### [EXTRACT TO READ]
□ □ □ □

That's encouraging to hear.

I was told I have a bucket handle tear, and the flipping of the torn piece out is what caused the knee locking. I'm not sure how big the tear is.

What did they tell you about risk of developing arthritis?

Tore my meniscus 2 years ago. Recovery took 6 months roughly, which was depressing as fuck.

And don't worry user, the gains come back fast.
I wish you a speedy recovery.

What kind of tear did you have?

Medial tear. Honestly recovery could have been reduced to 3 months or less.

Nowadays It still feels somewhat awkward at times but no pain. It definitely affected my athleticism (used to play soccer/run track).
However I surpassed my pre-injury lifting numbers (e.g. squat: 140kg to 170kg).

mfw I've had some retarded knee injury for 3 years now, I even took a MRI and got no diagnosis whatsoever (everything looked healthy, same with physical test). Still either hurts while running or even sitting or doesn't bother me during a full day of hiking.
That being said having pain is definately more often the case

In the meantime I suppose I can just do upper body work.

Is there a cardio warmup I can do without using? I used to do 10 minutes on a stationary bike.

I don't think my gym has one of those bikes you can hand-pedal either

I had a buckethandle tear too.

My risk of arthritis is, uh, 100%, so it's more a matter of when rather than if. I have seen encouraging cases of cadaver arthroplasty and some good stem cell results, so I might be a candidate for some prehabilitative surgical options, we'll see.

□ □ □ □

### [PROMPT A]
Restate the paragraph of the meniscus tear discussion that begins "Nowadays It still feels somewhat awkward" as a short bulleted list, keeping its main facts.
### [PROMPT B]
Write out the passage of the meniscus tear discussion starting with "However I surpassed" and going on through "day of hiking.", word for word.

[Saved entries]
□ □ □ □

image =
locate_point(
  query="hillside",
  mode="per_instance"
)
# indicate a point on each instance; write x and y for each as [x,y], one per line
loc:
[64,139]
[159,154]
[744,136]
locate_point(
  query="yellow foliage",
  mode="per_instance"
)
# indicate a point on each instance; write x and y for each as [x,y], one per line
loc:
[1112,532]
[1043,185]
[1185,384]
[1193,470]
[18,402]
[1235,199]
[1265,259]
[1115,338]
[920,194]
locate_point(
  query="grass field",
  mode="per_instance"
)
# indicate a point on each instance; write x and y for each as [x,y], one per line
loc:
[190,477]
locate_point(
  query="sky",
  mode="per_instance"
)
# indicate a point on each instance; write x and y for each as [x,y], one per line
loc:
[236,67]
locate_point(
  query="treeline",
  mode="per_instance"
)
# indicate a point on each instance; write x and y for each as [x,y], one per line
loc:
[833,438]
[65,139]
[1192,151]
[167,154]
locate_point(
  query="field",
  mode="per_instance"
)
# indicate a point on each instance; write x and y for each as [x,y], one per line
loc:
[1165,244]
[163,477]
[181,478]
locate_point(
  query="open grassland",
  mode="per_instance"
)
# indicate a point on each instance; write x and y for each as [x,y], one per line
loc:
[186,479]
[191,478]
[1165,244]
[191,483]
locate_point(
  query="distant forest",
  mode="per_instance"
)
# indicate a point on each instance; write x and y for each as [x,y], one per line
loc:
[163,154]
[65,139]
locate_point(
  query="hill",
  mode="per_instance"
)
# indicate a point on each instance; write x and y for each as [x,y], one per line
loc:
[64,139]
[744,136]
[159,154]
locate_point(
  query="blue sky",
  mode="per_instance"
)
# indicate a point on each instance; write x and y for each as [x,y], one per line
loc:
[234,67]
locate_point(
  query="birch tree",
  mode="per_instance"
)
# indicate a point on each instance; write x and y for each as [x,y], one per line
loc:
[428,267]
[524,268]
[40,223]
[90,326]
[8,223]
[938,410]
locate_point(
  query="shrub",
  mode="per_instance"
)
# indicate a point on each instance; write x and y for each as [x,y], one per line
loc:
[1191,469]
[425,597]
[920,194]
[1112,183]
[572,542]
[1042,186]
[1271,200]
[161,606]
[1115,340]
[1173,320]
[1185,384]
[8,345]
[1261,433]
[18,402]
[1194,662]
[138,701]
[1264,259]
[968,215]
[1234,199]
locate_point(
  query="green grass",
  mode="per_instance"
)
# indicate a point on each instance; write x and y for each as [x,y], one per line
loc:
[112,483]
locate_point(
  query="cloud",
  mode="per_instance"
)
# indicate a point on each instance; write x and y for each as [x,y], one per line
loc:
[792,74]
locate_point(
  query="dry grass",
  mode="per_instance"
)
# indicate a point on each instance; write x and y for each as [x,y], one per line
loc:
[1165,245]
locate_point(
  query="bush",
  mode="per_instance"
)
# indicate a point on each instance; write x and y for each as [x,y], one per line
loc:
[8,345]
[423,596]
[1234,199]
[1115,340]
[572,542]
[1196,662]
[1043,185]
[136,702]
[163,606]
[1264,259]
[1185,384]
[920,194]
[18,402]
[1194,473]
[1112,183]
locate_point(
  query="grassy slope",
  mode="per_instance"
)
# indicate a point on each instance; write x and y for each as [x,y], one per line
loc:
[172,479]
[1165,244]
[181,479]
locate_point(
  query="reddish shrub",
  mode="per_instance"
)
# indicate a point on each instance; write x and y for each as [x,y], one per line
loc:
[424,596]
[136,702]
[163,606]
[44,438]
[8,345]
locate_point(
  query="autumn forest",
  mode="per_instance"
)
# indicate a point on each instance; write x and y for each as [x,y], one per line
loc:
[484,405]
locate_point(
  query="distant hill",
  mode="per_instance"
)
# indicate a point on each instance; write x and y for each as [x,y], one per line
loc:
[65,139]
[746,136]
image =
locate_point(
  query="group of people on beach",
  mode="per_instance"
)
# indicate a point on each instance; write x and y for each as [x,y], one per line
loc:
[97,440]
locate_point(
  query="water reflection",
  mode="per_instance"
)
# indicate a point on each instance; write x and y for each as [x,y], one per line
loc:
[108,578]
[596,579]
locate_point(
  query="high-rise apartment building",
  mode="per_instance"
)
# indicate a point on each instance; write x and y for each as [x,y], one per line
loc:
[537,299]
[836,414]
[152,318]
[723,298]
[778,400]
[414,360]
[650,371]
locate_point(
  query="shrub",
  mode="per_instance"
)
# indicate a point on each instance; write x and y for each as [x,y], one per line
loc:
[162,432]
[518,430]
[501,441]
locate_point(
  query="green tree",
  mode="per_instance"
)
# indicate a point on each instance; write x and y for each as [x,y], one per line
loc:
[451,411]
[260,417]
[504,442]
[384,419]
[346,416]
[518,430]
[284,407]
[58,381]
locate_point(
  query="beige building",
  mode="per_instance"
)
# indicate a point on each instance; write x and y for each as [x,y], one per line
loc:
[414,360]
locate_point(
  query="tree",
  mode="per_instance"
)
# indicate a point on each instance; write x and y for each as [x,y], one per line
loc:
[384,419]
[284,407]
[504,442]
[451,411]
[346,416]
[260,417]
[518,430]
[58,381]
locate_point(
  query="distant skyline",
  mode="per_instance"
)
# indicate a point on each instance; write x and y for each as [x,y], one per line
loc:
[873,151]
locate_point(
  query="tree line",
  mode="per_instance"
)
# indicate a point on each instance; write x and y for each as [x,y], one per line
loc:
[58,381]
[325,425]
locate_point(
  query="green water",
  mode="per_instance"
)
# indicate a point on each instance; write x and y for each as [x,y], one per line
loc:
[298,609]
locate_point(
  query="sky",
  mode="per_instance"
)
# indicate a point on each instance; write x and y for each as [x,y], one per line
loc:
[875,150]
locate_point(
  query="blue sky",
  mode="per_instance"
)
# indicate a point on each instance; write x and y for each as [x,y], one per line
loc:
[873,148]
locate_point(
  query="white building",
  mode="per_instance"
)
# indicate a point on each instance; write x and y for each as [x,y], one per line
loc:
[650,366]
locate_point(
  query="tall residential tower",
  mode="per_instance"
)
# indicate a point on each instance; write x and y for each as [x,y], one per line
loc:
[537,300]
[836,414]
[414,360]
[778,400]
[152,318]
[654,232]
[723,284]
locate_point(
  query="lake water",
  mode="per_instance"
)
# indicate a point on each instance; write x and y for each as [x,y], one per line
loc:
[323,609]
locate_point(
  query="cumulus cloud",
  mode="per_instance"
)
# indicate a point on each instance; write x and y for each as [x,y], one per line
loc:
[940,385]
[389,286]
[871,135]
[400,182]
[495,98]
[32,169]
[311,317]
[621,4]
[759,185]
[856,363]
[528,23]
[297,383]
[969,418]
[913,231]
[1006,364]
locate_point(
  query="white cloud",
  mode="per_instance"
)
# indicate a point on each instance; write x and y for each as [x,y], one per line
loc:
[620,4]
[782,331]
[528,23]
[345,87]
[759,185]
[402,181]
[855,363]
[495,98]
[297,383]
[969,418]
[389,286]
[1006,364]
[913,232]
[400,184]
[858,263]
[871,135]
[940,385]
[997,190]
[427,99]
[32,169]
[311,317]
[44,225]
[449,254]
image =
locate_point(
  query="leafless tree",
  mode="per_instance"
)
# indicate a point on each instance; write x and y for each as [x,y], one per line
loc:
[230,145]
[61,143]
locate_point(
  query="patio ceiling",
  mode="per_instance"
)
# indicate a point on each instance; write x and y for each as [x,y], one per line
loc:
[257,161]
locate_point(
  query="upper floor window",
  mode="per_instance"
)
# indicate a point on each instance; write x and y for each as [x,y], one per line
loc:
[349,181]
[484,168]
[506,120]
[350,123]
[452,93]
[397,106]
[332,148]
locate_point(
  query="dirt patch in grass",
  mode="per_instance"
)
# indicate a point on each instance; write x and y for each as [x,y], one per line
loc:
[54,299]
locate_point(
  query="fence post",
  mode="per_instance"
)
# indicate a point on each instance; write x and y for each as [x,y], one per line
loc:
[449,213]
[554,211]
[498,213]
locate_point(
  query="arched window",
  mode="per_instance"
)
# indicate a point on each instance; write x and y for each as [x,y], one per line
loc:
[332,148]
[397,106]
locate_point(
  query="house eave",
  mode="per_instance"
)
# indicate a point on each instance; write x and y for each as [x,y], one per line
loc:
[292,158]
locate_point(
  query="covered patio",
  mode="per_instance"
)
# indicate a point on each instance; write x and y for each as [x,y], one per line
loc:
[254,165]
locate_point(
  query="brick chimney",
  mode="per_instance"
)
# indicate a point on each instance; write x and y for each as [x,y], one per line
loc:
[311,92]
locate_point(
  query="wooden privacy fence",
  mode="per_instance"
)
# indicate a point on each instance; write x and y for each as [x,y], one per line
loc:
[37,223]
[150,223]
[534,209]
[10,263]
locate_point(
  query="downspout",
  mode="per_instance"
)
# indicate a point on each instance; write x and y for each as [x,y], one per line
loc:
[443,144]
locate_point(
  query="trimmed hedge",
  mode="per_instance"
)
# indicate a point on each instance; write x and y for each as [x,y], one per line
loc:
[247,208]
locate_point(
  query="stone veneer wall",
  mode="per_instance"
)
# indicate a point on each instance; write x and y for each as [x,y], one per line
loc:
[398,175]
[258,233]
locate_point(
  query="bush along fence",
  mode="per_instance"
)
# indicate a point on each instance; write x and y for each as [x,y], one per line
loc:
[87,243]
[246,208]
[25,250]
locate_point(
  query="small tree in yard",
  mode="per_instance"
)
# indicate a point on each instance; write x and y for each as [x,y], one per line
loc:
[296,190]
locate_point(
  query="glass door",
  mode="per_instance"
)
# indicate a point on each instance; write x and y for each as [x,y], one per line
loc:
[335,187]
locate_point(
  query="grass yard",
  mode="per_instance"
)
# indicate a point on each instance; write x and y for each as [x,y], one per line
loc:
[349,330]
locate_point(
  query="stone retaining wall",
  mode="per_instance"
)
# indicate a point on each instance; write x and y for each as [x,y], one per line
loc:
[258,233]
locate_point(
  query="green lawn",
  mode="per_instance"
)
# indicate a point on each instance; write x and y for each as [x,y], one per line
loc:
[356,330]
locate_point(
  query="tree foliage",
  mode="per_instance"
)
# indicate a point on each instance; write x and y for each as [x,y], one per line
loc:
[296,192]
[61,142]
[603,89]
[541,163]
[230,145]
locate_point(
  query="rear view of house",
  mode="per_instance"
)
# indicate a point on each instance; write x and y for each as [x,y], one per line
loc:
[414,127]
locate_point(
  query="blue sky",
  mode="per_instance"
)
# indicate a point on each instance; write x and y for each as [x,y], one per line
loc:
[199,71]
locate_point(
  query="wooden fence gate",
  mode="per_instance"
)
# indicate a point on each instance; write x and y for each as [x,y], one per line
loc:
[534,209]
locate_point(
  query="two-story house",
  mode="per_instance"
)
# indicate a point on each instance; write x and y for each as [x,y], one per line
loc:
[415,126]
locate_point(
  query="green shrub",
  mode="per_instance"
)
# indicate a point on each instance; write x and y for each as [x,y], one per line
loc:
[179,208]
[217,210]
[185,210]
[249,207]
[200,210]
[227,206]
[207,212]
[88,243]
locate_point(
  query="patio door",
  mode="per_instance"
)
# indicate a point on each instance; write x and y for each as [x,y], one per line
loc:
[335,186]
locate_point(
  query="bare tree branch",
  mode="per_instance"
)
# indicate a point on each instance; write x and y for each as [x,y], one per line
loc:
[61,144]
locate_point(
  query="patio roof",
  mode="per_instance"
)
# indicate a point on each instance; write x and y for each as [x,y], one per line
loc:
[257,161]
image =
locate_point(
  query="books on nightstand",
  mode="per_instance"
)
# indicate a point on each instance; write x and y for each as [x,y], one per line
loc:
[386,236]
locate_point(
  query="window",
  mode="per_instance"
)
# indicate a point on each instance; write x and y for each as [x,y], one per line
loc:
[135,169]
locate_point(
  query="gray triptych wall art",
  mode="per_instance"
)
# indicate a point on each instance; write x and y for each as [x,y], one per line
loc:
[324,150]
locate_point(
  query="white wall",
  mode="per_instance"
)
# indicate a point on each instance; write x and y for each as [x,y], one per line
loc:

□ □ □ □

### [RESPONSE AREA A]
- The knee still feels somewhat awkward at times, but there is no pain.
- The injury definitely affected the writer's athleticism; the writer used to play soccer and run track.
- The writer has nonetheless surpassed pre-injury lifting numbers, for example raising the squat from 140 kg to 170 kg.

### [RESPONSE AREA B]
However I surpassed my pre-injury lifting numbers (e.g. squat: 140kg to 170kg).

mfw I've had some retarded knee injury for 3 years now, I even took a MRI and got no diagnosis whatsoever (everything looked healthy, same with physical test). Still either hurts while running or even sitting or doesn't bother me during a full day of hiking.